[GIVEN TASK]
Find every line below that contains the word "vinyl" and copy each of those lines in full.

** begin RECORDS TO PROCESS **

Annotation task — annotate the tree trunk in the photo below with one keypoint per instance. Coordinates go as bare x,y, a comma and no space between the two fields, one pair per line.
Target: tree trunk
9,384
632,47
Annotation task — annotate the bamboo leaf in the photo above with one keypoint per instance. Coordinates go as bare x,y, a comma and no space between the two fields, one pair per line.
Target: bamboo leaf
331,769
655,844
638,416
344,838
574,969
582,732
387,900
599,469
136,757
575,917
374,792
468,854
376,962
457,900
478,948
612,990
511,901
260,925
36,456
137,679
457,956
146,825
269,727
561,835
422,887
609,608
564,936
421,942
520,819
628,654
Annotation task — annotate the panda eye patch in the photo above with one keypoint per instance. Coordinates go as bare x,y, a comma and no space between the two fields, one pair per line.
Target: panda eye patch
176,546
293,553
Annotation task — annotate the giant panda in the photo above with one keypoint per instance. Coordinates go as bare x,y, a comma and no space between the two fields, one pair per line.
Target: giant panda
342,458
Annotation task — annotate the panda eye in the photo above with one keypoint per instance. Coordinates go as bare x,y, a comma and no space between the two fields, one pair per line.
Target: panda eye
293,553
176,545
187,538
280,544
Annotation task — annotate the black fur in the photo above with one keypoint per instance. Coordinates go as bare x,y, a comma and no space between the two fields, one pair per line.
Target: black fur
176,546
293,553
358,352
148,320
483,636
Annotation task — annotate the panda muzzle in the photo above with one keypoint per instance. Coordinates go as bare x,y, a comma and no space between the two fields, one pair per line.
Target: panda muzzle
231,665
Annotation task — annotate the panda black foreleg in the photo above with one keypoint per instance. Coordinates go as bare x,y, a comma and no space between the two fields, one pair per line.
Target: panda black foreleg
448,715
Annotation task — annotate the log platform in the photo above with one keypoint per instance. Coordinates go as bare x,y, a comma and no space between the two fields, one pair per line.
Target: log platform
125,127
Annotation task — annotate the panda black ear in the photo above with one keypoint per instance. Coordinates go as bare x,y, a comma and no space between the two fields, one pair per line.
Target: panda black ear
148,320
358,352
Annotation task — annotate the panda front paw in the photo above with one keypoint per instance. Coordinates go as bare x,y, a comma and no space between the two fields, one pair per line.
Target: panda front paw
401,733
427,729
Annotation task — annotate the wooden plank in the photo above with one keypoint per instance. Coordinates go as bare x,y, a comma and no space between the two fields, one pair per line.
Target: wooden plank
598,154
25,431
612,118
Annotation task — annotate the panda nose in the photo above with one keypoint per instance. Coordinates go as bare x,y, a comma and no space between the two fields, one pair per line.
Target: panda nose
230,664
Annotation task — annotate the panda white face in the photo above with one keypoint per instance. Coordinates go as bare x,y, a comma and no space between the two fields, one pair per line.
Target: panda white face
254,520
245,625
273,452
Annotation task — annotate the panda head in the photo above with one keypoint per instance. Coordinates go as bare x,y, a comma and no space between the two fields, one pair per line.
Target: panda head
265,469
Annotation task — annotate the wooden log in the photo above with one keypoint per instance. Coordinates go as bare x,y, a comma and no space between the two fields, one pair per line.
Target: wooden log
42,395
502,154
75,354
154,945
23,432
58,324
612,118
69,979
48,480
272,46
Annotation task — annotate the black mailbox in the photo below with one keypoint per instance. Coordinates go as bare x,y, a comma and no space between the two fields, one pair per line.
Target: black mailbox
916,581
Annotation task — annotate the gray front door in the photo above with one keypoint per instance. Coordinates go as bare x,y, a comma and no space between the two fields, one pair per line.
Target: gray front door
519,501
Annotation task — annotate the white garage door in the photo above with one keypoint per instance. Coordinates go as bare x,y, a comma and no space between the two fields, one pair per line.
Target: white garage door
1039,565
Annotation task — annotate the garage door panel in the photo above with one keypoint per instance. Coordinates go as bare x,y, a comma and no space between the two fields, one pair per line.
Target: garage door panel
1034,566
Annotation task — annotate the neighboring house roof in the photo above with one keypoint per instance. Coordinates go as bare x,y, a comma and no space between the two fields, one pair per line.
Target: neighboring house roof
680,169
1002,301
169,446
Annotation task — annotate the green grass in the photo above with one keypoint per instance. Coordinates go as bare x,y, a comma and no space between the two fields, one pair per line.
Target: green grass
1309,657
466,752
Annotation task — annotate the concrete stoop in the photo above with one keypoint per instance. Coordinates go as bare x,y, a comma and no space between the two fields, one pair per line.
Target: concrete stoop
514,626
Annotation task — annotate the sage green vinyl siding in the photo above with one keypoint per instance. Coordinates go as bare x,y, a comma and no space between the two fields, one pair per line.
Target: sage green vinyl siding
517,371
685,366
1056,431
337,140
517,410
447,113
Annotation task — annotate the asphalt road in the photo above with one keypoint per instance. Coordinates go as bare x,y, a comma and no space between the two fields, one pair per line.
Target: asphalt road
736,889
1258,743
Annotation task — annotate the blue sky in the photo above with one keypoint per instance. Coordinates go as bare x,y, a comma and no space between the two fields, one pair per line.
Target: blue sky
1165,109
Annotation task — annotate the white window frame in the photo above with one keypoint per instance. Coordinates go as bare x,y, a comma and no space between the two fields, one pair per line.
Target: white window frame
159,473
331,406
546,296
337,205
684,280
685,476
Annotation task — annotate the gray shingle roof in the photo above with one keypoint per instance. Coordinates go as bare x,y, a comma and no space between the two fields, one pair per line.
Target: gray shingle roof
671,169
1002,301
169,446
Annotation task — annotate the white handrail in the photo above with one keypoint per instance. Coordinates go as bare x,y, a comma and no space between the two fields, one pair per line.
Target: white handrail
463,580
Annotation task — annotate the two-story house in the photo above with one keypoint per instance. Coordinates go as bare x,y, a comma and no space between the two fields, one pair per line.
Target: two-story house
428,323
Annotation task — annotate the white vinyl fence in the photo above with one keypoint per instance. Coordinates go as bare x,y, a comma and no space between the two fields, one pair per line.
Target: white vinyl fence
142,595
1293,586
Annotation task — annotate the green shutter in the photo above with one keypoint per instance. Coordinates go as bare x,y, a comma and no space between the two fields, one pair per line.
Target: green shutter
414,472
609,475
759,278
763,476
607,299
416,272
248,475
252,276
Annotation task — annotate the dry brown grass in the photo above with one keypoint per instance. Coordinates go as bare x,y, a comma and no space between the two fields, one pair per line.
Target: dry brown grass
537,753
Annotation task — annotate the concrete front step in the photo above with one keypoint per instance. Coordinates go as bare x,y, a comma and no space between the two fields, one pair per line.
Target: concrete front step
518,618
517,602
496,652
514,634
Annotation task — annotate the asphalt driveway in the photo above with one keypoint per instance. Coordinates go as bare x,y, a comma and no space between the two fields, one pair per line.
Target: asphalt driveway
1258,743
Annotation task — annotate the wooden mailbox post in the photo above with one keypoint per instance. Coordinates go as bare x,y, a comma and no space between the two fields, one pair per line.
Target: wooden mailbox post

** end RECORDS TO PROCESS **
** begin RECORDS TO PROCESS **

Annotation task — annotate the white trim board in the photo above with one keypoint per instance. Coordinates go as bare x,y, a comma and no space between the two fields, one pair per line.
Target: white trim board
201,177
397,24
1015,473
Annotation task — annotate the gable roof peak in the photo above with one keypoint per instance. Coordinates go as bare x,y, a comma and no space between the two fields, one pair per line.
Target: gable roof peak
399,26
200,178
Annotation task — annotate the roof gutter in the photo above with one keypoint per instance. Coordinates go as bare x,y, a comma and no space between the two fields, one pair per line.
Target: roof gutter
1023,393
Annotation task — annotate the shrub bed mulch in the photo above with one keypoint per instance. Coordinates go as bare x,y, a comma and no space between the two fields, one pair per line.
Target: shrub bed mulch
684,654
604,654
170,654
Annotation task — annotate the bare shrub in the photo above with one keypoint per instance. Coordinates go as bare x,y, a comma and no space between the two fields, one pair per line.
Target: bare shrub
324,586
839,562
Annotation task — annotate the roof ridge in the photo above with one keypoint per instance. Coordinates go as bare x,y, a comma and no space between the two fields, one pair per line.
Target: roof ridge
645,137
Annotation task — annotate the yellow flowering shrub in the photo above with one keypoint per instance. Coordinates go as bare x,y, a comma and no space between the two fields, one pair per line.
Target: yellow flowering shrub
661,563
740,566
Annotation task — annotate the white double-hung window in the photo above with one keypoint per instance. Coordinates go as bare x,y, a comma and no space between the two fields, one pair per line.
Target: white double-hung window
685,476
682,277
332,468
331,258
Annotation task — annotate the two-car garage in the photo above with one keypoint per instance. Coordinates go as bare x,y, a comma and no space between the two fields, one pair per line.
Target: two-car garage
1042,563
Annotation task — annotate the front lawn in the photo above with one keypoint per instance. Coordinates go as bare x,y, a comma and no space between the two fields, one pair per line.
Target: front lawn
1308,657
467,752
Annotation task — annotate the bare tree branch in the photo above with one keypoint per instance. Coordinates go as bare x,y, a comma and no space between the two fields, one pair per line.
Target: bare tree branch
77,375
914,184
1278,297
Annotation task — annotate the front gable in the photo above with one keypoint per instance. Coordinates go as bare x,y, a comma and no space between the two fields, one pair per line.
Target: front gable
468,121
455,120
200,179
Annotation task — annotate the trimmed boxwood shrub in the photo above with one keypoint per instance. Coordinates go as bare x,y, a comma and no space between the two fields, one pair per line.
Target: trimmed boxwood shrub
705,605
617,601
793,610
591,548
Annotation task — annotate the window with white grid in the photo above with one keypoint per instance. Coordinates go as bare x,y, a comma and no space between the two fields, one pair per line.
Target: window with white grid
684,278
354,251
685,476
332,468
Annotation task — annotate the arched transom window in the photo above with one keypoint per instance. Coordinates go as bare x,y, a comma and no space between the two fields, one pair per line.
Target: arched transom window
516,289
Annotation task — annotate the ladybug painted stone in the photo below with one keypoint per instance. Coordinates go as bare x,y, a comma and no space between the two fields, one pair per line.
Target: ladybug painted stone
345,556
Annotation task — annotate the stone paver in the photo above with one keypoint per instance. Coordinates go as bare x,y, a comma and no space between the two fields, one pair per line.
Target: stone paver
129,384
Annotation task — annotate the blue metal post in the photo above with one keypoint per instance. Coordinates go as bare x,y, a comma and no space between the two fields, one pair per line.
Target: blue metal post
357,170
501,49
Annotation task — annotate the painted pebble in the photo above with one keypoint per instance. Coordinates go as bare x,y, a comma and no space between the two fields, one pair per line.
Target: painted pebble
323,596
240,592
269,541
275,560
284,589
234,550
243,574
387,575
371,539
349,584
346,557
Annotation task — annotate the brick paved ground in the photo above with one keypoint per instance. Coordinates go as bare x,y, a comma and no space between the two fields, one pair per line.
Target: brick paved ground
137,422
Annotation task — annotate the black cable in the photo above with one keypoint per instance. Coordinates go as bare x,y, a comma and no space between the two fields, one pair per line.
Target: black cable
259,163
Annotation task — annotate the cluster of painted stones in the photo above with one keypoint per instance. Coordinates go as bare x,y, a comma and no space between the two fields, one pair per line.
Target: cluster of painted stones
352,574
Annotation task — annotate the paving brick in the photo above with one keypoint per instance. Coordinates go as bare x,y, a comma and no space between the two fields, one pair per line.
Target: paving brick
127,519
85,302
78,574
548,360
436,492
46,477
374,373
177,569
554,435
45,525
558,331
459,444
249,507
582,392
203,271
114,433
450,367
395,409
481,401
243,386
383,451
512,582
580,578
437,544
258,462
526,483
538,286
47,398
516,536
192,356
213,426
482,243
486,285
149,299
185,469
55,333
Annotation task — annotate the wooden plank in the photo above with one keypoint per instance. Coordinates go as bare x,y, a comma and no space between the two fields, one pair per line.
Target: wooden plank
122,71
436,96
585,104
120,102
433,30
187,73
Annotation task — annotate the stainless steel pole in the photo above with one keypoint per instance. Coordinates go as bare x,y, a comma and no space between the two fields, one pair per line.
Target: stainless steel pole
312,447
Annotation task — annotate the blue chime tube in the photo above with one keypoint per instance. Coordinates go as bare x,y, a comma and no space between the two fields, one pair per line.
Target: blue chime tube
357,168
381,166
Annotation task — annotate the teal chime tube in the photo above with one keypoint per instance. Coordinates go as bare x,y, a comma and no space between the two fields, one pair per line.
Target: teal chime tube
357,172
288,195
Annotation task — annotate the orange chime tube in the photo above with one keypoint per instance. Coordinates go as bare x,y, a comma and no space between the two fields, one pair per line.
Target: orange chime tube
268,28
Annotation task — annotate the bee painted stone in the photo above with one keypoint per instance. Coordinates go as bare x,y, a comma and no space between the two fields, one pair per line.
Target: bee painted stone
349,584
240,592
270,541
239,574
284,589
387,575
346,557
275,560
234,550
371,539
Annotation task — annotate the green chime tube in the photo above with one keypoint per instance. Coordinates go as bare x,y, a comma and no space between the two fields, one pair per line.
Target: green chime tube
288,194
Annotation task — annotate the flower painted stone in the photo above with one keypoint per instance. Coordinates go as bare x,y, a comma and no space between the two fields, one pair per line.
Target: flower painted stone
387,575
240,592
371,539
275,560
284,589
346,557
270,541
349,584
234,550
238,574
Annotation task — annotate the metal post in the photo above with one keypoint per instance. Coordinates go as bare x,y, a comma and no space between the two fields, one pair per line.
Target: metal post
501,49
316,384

** end RECORDS TO PROCESS **

[EXPECTED OUTPUT]
Annotation task — annotate the sage green vinyl siding in the photo above with one keypoint per instance. Coordinates go as bare x,y, a comma and no space between the two fields, one pair per line.
Target: sage green vinyl siding
Annotation task — annotate the white vinyl fence in the photo above with one keypoint per instance. Coordinates go as bare x,y, a comma and no space between the two fields, one pair per line.
Target: white vinyl fence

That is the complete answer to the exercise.